TEXTE À LIRE:
* * * * * * * * *

Marche des fiertésMarche des fiertés à Saint-Denis : "La banlieue aussi a une vie queer"

Par Camille Chrétien le 31/05/2019
Marche des fiertés

Très loin des clichés sur une banlieue soi-disant homophobe, une association d'étudiants de Saint-Denis a décidé de mettre sur pied la première "Pride de banlieue" dans leur ville.

Les queers de banlieue en ont marre des clichés. Et ils veulent le faire savoir. Le 9 juin prochain, Saint-Denis aussi portera fièrement l'arc-en-ciel, pour la première marche des fiertés dédiée aux LGBT de banlieue. 

Mais pourquoi créer une marche des fiertés à 20 minutes de RER de Paris, où se tient la plus grande marche des fiertés de France ? Pour Youssef, l'un des deux étudiants à l'origine de cette initiative, c'est primordial. "On veut montrer qu'il peut y avoir une communauté LGBT+ en banlieue". Son acolyte, Yanis, est le fondateur de l'association Saint-Denis Ville Au Coeur, une association qui mène des actions plurithématique pour "stimuler la cohésion sociale." Tous les deux veulent donner une nouvelle image de leur ville, et des banlieues en général. "On veut valoriser le patrimoine des banlieues, et déconstruire la stigmatisation." Loin des clichés selon lesquels l'homophobie y serait monnaie courante.

Plus de visibilité pour les banlieues

En 2018, Lyes Alouane, un jeune gay de Gennevilliers "brisait la loi du silence", racontant son quotidien d'insultes, de crachats, et d'agressions. Si Youssef et Yanis ne partagent pas vraiment sa mauvaise expérience, ils ont conscience qu'il est difficile de savoir vers qui se tourner quand on est "un LGBT+ racisé, de classe populaire de banlieue." C'est de là que leur vient l'idée d'une marche des fiertés qui leur ressemble, qui acterait la création d'une communauté LGBT+ en banlieue. "On voudrait que les gens se sentent représentés et qu'ils sachent vers qui ils peuvent se tourner sans avoir à aller à Paris".  Pour autant, ils sont très heureux du retour des associations qui organisent la pride parisienne : "Plusieurs associations veulent nous aider comme l'Inter-LGBT ou Act up. On est content des retours que ça suscite."

* * * * * * * * *

DONNÉES ENREGISTRÉES:
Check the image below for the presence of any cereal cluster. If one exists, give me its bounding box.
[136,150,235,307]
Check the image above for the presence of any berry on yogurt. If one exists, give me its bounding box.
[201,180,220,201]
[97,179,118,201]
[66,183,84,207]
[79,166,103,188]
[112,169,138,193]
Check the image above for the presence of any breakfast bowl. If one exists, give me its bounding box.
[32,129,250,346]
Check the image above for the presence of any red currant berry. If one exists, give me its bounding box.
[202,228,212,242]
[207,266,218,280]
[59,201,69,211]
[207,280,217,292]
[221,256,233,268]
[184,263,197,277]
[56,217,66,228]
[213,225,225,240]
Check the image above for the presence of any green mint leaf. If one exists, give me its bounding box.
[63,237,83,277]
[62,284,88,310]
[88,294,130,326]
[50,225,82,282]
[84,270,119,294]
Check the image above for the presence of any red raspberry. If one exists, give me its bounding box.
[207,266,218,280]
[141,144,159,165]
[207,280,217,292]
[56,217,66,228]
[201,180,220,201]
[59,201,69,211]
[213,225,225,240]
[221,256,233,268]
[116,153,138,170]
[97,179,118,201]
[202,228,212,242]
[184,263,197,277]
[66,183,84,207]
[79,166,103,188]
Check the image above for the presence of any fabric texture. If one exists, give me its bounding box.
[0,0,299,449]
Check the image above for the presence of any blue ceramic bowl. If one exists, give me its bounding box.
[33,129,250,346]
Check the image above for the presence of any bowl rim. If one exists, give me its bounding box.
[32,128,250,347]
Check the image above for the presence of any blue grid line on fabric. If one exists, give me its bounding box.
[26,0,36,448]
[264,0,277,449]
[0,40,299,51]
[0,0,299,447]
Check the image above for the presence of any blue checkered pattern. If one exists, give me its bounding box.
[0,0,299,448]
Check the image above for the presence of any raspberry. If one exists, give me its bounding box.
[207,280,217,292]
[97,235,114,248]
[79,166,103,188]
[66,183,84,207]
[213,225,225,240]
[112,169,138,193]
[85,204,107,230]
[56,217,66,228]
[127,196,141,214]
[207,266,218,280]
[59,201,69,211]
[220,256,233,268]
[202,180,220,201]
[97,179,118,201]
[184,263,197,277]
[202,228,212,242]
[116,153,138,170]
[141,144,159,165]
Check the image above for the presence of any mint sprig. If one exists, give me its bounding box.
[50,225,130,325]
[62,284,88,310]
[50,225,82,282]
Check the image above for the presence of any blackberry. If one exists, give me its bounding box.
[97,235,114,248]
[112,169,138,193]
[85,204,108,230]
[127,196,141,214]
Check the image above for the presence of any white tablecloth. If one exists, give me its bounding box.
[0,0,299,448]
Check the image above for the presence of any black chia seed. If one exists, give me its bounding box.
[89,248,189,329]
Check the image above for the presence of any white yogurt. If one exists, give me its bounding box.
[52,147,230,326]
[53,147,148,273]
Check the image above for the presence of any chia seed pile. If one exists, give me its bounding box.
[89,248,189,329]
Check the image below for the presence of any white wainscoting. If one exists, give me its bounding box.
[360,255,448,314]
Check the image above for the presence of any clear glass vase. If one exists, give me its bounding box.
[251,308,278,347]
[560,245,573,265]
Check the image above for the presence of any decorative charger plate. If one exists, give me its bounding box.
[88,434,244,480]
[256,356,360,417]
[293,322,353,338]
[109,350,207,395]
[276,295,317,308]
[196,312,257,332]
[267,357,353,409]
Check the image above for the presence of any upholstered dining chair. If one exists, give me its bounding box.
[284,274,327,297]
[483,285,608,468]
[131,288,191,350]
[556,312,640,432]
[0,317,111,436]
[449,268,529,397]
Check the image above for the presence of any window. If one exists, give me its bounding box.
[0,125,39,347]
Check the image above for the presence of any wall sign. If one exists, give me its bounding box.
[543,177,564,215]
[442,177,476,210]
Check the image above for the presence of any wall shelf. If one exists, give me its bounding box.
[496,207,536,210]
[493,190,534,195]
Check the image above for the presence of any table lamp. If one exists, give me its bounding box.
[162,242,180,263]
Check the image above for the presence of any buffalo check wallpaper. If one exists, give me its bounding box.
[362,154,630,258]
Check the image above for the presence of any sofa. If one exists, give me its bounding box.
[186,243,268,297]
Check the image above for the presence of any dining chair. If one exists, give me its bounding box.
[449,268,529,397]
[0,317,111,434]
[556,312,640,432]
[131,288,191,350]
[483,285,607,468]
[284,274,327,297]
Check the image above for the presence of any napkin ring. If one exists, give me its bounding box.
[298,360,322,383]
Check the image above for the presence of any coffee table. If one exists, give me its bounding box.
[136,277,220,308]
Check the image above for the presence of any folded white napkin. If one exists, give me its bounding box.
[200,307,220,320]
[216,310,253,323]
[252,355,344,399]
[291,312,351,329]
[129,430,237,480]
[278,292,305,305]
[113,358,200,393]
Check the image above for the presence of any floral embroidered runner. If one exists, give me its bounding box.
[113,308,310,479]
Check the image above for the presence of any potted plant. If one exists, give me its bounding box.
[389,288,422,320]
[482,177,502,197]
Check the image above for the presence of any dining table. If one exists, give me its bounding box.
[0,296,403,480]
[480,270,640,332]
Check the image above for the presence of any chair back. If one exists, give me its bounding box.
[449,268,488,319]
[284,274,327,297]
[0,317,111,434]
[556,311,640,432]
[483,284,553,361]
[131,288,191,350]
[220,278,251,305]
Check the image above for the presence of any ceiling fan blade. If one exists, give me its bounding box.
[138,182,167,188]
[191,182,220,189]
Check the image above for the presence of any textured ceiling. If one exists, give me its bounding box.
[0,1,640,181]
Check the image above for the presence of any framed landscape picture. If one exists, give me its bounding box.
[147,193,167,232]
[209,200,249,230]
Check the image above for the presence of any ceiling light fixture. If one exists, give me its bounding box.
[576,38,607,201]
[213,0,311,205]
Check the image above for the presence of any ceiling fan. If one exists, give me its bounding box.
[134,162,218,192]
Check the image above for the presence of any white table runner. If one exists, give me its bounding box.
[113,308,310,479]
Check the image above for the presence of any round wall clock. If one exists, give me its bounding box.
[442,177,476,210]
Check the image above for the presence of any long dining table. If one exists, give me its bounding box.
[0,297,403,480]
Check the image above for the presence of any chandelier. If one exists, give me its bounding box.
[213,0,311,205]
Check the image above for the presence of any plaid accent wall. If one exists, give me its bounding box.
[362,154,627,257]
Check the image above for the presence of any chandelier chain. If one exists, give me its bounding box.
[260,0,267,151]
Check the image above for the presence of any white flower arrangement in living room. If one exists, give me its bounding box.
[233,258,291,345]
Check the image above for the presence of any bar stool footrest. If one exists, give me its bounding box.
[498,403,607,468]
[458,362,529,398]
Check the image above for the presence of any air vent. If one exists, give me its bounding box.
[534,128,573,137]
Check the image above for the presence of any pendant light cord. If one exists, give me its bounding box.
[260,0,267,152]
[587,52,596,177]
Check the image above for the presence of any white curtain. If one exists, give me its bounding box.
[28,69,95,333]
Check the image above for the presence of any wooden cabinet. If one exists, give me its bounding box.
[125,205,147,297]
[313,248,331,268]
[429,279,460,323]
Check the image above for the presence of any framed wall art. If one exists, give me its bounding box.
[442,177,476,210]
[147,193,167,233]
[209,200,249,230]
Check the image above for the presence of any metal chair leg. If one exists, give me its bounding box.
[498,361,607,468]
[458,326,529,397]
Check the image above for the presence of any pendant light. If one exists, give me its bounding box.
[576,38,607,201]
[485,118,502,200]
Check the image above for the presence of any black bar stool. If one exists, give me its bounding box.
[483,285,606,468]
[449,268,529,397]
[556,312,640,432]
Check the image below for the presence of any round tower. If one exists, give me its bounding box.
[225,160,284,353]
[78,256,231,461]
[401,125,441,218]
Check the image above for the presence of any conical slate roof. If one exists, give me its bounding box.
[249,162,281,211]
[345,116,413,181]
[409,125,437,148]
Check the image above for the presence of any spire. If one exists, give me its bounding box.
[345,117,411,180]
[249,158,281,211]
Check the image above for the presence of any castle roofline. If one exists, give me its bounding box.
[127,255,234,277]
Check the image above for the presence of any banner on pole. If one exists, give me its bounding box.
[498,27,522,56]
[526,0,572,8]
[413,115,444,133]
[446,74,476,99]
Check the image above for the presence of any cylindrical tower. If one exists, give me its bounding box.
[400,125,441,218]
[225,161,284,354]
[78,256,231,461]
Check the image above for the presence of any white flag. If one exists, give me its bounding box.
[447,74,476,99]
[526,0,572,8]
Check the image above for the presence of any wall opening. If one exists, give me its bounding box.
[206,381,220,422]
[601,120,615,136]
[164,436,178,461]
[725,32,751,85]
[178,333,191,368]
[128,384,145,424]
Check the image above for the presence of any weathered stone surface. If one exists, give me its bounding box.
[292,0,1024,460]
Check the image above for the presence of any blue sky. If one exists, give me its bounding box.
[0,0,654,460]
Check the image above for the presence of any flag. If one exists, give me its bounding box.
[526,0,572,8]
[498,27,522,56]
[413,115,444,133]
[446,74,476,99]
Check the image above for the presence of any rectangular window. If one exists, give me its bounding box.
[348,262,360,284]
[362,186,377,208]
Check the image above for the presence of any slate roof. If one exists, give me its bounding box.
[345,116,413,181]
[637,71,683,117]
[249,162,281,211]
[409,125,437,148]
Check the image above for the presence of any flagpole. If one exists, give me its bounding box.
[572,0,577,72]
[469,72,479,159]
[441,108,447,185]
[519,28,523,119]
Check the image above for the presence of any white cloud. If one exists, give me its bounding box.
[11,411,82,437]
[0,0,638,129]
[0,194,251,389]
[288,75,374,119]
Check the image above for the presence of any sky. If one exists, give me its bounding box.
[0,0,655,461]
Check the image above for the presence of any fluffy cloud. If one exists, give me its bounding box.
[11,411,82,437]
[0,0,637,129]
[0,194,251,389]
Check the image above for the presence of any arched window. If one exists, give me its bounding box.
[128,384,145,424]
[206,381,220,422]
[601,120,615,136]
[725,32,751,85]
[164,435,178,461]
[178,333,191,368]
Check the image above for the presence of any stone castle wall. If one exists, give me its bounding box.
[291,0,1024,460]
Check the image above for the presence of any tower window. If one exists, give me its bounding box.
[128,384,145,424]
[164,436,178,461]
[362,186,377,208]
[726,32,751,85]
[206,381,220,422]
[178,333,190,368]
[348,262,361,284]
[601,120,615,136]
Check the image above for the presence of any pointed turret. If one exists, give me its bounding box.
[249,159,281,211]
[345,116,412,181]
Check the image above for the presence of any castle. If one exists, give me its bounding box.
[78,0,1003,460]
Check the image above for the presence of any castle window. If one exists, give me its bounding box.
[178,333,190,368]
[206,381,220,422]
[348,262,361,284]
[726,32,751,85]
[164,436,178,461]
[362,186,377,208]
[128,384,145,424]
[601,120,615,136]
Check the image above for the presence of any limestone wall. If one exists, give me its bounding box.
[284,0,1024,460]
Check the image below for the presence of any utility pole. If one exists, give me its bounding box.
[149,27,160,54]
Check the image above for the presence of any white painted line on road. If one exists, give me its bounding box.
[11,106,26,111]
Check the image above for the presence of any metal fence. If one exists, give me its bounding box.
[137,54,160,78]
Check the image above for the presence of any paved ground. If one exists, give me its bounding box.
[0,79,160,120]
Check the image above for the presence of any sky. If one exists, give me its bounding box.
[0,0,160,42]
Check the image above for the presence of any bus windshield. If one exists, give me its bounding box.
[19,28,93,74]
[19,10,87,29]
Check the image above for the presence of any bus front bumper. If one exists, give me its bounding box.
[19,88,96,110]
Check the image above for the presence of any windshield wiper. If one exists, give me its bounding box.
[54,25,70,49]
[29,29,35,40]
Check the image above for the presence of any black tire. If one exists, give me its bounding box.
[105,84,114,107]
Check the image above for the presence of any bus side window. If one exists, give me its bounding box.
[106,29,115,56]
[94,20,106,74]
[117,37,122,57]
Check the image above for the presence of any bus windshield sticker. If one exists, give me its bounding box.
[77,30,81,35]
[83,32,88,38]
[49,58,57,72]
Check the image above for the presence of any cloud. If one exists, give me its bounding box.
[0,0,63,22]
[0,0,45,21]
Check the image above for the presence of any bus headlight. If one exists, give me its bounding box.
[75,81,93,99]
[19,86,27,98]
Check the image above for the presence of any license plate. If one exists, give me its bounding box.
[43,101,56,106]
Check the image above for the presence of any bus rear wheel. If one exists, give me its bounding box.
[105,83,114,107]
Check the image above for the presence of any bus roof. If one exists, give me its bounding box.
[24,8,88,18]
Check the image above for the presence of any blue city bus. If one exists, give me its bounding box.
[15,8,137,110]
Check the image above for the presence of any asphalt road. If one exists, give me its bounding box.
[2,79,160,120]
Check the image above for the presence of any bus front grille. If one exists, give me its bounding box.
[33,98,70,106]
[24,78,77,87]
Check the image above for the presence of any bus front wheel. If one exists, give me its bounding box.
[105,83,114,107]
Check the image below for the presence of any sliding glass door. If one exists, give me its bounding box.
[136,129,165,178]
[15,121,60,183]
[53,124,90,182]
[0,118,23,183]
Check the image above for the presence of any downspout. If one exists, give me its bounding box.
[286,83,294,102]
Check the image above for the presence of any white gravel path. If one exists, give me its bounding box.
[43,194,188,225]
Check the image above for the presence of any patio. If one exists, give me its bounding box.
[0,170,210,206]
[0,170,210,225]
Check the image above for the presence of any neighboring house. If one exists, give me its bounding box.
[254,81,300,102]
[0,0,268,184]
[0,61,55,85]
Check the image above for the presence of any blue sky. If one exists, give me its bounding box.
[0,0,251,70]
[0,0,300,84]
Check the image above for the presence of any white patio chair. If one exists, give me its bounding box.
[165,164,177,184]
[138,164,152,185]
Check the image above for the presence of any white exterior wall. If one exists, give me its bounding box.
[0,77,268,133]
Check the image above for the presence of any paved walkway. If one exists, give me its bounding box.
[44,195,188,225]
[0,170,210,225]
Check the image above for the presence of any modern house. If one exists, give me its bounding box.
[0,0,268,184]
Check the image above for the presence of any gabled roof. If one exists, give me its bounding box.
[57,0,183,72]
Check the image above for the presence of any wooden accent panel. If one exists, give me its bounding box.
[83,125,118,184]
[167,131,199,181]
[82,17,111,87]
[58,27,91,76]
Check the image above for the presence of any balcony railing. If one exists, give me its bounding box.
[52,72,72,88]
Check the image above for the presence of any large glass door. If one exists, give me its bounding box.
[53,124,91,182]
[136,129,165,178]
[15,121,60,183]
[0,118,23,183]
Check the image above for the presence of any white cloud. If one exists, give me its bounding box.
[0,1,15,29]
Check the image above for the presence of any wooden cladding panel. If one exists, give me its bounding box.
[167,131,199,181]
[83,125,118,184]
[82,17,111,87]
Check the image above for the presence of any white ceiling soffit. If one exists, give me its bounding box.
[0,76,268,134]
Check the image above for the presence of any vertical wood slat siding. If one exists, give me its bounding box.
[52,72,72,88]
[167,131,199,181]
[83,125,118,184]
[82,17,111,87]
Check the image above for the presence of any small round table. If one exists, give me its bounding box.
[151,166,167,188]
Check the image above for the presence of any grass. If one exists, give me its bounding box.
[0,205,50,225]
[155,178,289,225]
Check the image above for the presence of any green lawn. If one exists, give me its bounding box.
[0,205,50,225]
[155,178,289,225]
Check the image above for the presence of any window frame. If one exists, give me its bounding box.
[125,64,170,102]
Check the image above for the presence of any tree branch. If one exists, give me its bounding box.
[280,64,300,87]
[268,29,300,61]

* * * * * * * * *

CONSIGNES:
(1) Indiquez à quelle date doit se tenir la première marche des fiertés de Saint-Denis, d'après le texte sur la marche des fiertés de Saint-Denis.
(2) Restituez à l'identique tout le passage du texte sur la marche des fiertés de Saint-Denis, depuis « Les queers de » jusqu'à « LGBT de banlieue. ».

CORRIGÉ:
(1) Le 9 juin.

(2)
Les queers de banlieue en ont marre des clichés. Et ils veulent le faire savoir. Le 9 juin prochain, Saint-Denis aussi portera fièrement l'arc-en-ciel, pour la première marche des fiertés dédiée aux LGBT de banlieue.